### COMPLETA LO SIGUIENTE
• A. En el texto sobre el paro del transporte, ¿qué cantidad se acordó para compensar a los transportistas por el aumento de los costes de los carburantes?
• B. Reproduce del texto sobre el paro del transporte el fragmento que empieza con las palabras "El paro del" y termina con "a sus afiliados.".
• C. Sigue escribiendo el texto sobre el paro del transporte a partir de su última frase.

### TEXTO DE LECTURA
====================

El paro del transporte, algo que no ha sucedido en los demás países europeos, ha desbordado por momentos al Gobierno. El lunes creía tenerlo controlado, pero se le fue de las manos de nuevo porque los representantes del Comité Nacional del Transporte por Carretera que se sentaron con el Ejecutivo no aguantaron la presión de las bases y temían que la Plataforma nueva que convocó los paros, no reconocida por ellos, empezase a llevarse a sus afiliados.

El martes, en una reunión en La Moncloa, Sánchez dio una orden muy clara: hay que acabar ya con este paro, hacer todas las reuniones que sean necesarias y sentarse las horas que hagan falta, no salir de la sala hasta resolverlo. La ministra de Transportes, Raquel Sánchez, intentó adelantar al miércoles la reunión prevista para el viernes, pero era imposible para muchos llegar a Madrid y lo dejaron para el jueves. Ahí, una vez alcanzado un acuerdo millonario —1.125 millones para compensar a los transportistas por el aumento de los costes de los carburantes—, la ministra aceptó finalmente reunirse con Manuel Hernández, líder de la Plataforma Nacional por la Defensa del Transporte, que arrancó el paro y mostró una gran capacidad para bloquear el país. La reunión no sirvió para que Hernández desconvocara la protesta, lo que el Gobierno interpreta como la confirmación de que ese grupo tiene intenciones políticas. No ha aceptado ni siquiera, subrayan fuentes del Ejecutivo, un desembolso de dinero público muy superior al de otros países para ayudar a los transportistas. Aun así, el Gobierno confía en que poco a poco Hernández y su grupo pierdan peso una vez los transportistas empiecen a beneficiarse de las medidas tomadas.

====================

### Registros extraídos
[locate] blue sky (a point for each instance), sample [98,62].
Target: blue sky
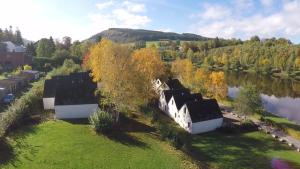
[82,18]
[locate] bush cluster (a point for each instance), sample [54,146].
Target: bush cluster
[22,108]
[102,121]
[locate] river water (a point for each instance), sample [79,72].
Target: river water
[280,96]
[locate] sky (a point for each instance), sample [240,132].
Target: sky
[81,19]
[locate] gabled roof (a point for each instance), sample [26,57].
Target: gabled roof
[76,88]
[169,93]
[182,98]
[204,110]
[174,84]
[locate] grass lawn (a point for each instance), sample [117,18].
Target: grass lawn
[248,150]
[290,127]
[59,144]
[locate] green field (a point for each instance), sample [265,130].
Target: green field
[59,144]
[248,150]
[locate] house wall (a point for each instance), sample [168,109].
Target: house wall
[172,108]
[163,105]
[205,126]
[74,111]
[48,103]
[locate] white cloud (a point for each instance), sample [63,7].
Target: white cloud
[215,12]
[104,5]
[127,14]
[283,23]
[267,3]
[134,7]
[243,4]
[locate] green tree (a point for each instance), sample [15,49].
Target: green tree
[19,39]
[45,48]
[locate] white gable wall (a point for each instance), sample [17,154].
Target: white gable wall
[184,119]
[163,105]
[48,103]
[173,111]
[75,111]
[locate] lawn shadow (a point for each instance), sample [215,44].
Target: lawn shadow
[9,151]
[126,139]
[130,125]
[235,150]
[77,121]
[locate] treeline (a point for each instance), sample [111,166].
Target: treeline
[10,35]
[48,53]
[268,56]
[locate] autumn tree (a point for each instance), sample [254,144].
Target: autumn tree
[248,101]
[183,68]
[124,77]
[147,62]
[217,85]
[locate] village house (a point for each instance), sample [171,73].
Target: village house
[14,56]
[190,111]
[71,96]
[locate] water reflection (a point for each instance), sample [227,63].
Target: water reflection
[266,84]
[281,97]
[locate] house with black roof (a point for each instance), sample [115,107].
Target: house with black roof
[200,116]
[71,96]
[190,111]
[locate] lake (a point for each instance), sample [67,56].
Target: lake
[280,96]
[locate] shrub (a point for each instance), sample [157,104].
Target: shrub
[22,108]
[101,121]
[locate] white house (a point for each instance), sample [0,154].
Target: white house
[11,47]
[190,111]
[71,96]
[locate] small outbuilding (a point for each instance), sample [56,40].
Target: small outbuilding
[71,96]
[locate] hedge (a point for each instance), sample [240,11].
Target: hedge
[21,108]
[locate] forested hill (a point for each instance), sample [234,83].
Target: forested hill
[133,35]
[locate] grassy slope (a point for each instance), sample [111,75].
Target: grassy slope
[64,145]
[291,127]
[250,150]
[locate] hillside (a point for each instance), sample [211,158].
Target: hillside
[131,35]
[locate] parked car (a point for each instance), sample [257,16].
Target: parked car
[8,98]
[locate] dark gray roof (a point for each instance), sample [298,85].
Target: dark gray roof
[169,93]
[206,109]
[182,98]
[76,88]
[174,84]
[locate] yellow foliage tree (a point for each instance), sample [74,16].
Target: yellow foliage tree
[184,69]
[27,67]
[297,63]
[217,85]
[125,78]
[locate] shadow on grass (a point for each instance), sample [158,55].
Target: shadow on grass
[130,125]
[77,121]
[126,139]
[236,150]
[9,151]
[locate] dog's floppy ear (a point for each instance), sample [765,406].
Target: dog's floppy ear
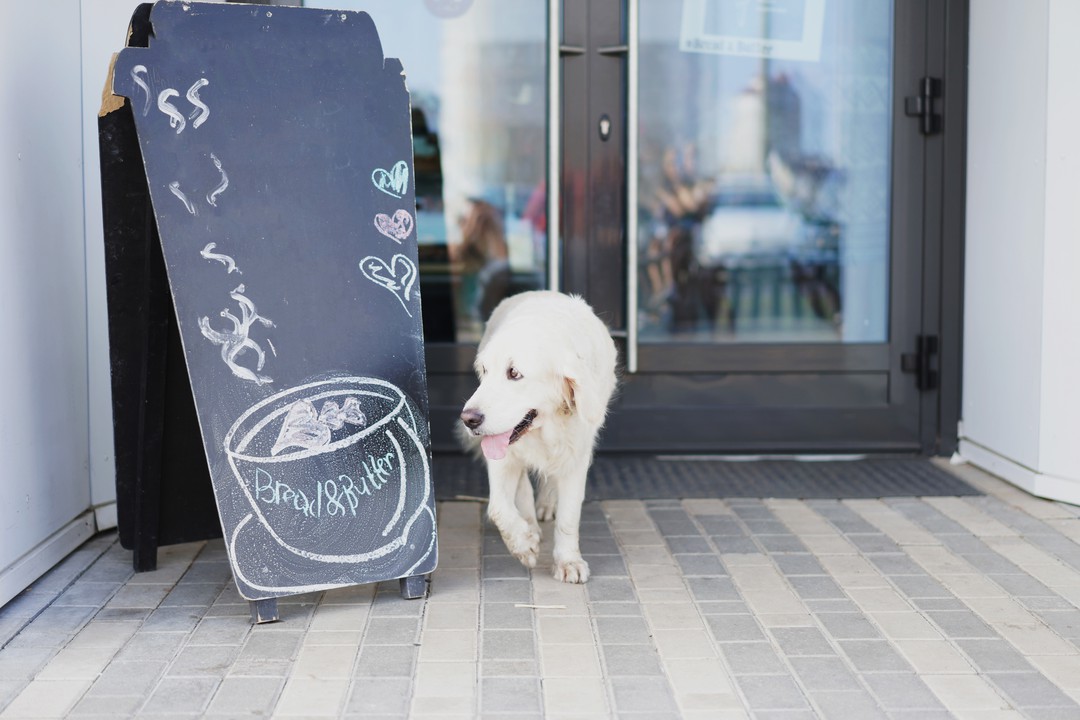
[580,395]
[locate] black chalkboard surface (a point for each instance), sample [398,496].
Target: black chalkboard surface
[277,146]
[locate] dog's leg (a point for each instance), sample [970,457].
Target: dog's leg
[523,540]
[526,504]
[547,499]
[569,566]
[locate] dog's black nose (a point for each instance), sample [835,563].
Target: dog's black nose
[473,419]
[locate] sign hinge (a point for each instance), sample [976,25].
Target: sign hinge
[921,106]
[922,362]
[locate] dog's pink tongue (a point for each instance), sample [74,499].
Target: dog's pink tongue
[495,446]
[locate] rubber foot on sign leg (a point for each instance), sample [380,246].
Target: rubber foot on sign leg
[264,611]
[414,587]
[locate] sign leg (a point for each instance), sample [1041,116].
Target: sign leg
[414,587]
[264,611]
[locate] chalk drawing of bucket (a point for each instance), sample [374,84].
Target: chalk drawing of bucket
[352,499]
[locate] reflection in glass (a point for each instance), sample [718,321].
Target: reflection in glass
[476,72]
[764,178]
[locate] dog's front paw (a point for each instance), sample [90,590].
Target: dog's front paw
[525,546]
[545,508]
[571,571]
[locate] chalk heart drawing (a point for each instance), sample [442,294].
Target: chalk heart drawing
[393,181]
[396,228]
[399,275]
[351,499]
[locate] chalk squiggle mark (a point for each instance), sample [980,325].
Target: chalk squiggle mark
[142,83]
[386,274]
[229,263]
[212,195]
[201,108]
[235,341]
[175,119]
[174,188]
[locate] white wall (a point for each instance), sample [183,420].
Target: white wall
[43,384]
[1021,345]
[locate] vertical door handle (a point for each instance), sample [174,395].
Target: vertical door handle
[632,104]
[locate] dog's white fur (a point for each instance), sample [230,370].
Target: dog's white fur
[547,352]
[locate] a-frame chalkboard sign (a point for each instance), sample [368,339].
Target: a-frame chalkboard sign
[277,148]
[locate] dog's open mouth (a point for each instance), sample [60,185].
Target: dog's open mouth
[495,446]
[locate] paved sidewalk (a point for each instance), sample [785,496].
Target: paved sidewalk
[767,609]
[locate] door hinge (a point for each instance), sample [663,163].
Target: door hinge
[922,362]
[922,106]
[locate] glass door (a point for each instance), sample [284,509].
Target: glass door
[733,185]
[773,246]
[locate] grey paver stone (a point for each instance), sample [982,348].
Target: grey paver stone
[752,659]
[613,630]
[651,695]
[848,626]
[370,696]
[848,706]
[797,641]
[701,565]
[391,630]
[961,624]
[727,628]
[173,620]
[507,615]
[1031,690]
[507,591]
[817,587]
[798,565]
[874,656]
[739,545]
[713,588]
[606,566]
[781,543]
[145,646]
[252,696]
[203,661]
[994,656]
[510,694]
[771,692]
[687,544]
[127,678]
[180,695]
[610,589]
[264,643]
[902,690]
[824,674]
[227,629]
[631,660]
[920,586]
[508,644]
[503,566]
[387,661]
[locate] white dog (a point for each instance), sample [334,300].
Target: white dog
[547,369]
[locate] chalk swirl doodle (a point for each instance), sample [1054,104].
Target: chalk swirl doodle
[235,341]
[175,119]
[212,195]
[394,181]
[201,108]
[399,275]
[396,228]
[174,188]
[230,265]
[142,83]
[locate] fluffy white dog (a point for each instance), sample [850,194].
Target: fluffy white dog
[547,369]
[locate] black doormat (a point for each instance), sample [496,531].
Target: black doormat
[649,477]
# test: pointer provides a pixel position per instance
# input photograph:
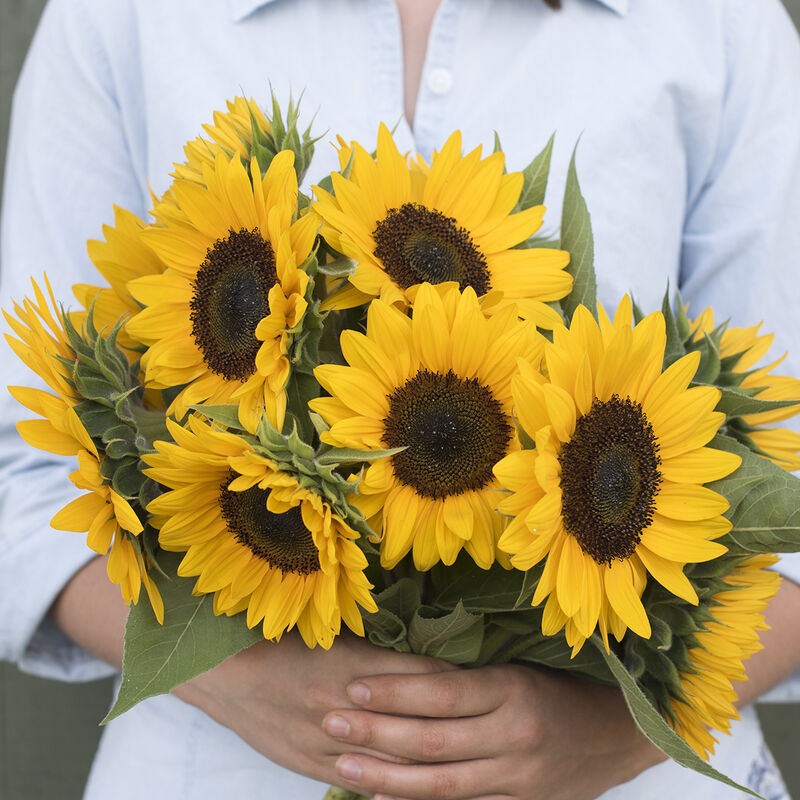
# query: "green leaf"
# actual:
(654, 726)
(534, 177)
(192, 640)
(576, 238)
(455, 637)
(765, 503)
(401, 598)
(495, 589)
(385, 629)
(397, 604)
(738, 402)
(227, 415)
(554, 652)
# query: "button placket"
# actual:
(438, 80)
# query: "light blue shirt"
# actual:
(688, 113)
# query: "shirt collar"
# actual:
(243, 8)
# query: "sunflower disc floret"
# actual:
(405, 224)
(255, 538)
(613, 490)
(438, 386)
(219, 320)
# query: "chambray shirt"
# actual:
(688, 114)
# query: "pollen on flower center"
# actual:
(609, 479)
(280, 539)
(416, 244)
(230, 297)
(454, 432)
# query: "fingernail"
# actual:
(348, 768)
(359, 693)
(338, 727)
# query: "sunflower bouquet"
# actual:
(393, 406)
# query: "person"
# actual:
(689, 157)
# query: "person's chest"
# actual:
(646, 115)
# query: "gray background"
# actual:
(48, 731)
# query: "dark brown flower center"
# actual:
(230, 297)
(280, 539)
(454, 432)
(416, 244)
(609, 479)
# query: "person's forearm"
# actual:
(91, 611)
(781, 654)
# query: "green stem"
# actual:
(151, 424)
(337, 793)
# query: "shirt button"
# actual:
(440, 80)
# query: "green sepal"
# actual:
(576, 238)
(684, 325)
(345, 455)
(654, 726)
(226, 415)
(534, 178)
(340, 267)
(95, 418)
(283, 135)
(679, 621)
(710, 365)
(127, 478)
(529, 583)
(674, 348)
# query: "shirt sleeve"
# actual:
(741, 241)
(68, 161)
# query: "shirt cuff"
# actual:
(36, 562)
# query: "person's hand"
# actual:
(496, 732)
(274, 696)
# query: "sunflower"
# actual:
(746, 347)
(613, 490)
(405, 225)
(231, 134)
(105, 515)
(122, 257)
(716, 660)
(218, 319)
(437, 385)
(255, 538)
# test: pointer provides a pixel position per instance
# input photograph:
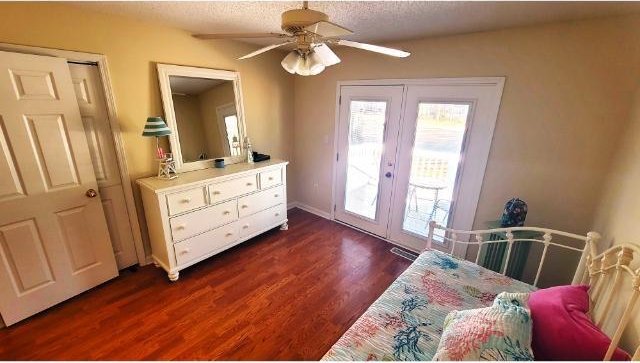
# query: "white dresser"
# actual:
(205, 212)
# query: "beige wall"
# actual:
(190, 126)
(618, 215)
(133, 47)
(567, 93)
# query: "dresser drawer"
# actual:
(270, 178)
(190, 224)
(260, 221)
(232, 188)
(262, 200)
(187, 200)
(206, 243)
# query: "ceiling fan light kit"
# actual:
(310, 31)
(308, 64)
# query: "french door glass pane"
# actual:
(434, 164)
(366, 137)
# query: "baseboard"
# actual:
(310, 209)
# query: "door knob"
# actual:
(91, 193)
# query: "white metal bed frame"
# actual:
(605, 272)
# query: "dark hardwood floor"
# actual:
(286, 295)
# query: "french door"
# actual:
(368, 139)
(412, 153)
(54, 241)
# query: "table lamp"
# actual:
(155, 126)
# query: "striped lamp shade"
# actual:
(155, 126)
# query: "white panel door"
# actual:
(93, 109)
(54, 241)
(369, 122)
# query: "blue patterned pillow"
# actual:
(499, 332)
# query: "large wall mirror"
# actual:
(203, 109)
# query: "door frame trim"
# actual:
(103, 69)
(497, 82)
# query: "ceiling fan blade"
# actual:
(374, 48)
(240, 35)
(327, 56)
(266, 49)
(328, 29)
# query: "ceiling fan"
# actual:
(311, 32)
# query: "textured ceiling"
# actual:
(191, 85)
(371, 21)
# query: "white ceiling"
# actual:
(192, 85)
(371, 21)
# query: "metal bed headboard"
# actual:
(605, 272)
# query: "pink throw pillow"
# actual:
(562, 329)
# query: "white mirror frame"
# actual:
(167, 70)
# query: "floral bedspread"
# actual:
(405, 323)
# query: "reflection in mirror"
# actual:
(206, 117)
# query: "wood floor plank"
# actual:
(285, 295)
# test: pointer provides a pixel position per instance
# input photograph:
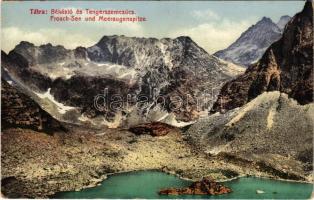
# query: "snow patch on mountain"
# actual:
(252, 44)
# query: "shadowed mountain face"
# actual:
(253, 43)
(18, 110)
(177, 70)
(272, 128)
(286, 66)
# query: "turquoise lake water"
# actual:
(146, 184)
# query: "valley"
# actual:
(71, 118)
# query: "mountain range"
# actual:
(65, 82)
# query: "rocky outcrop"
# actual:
(206, 186)
(18, 110)
(286, 66)
(252, 44)
(272, 128)
(153, 129)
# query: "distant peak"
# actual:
(25, 44)
(266, 19)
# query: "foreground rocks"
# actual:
(206, 186)
(19, 110)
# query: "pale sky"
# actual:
(213, 25)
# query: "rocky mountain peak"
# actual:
(252, 43)
(283, 21)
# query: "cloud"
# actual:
(215, 35)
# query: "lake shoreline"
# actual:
(80, 159)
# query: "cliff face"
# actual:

====================

### RESPUESTAS POR TAREA
• A. 1.125 millones.

• B.
El paro del transporte, algo que no ha sucedido en los demás países europeos, ha desbordado por momentos al Gobierno. El lunes creía tenerlo controlado, pero se le fue de las manos de nuevo porque los representantes del Comité Nacional del Transporte por Carretera que se sentaron con el Ejecutivo no aguantaron la presión de las bases y temían que la Plataforma nueva que convocó los paros, no reconocida por ellos, empezase a llevarse a sus afiliados.

• C.
En el Ejecutivo, tanto en el PSOE como en Unidas Podemos, está muy asumida la idea de que la crisis de los últimos días se gestionó mal y fue un error poner todos los huevos en la cesta de la negociación europea de Sánchez. Finalmente, ha salido bien, y nadie discute el éxito del presidente y de su equipo en este campo. Pero el desgaste producido por casi dos semanas de paros del transporte y la psicosis por posible desabastecimiento —que nunca fue un riesgo real, según el Gobierno— es algo que pasa factura en un Ejecutivo que necesita mucho capital político para afrontar la segunda gran crisis de su mandato.

Tan evidente fue ese error que, tras esa reunión en La Moncloa del martes, el Gobierno, que había prometido que no detallaría ninguna medida hasta después de la cumbre europea, se enmendó a sí mismo y empezó a hacer lo mismo que los demás países: anunciar medidas millonarias para calmar los ánimos en los sectores más afectados, como la pesca, aunque se concreten más adelante.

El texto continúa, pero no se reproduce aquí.